◆ **Stated goal**:
Select every line in the records below that contains the word "hand", and copy each of those lines.

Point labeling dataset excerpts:
######

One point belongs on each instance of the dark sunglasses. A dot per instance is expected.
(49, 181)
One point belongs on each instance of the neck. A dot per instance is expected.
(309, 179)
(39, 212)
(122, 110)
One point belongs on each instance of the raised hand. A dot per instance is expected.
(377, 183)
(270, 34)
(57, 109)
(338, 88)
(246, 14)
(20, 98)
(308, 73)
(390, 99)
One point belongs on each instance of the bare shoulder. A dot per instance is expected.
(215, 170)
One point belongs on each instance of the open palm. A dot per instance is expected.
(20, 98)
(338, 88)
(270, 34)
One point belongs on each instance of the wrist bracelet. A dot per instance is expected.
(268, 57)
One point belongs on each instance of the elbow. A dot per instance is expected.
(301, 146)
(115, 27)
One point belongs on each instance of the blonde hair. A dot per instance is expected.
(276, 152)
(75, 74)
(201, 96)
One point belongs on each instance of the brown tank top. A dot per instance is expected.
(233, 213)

######

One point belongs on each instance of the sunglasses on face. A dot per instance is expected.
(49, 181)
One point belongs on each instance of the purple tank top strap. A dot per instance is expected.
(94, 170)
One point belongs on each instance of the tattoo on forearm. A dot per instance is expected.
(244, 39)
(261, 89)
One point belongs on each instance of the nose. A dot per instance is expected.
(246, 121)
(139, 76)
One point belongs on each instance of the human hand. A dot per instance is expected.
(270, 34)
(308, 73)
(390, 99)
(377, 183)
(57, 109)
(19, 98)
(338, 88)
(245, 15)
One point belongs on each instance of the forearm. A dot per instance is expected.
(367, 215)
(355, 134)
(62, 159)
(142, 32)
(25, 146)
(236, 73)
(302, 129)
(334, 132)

######

◆ **Result for this task**:
One point belongs on each instance of the raised hand. A dot per instance is expected.
One point belongs on each instance of the human hand. A dot per instance is expected.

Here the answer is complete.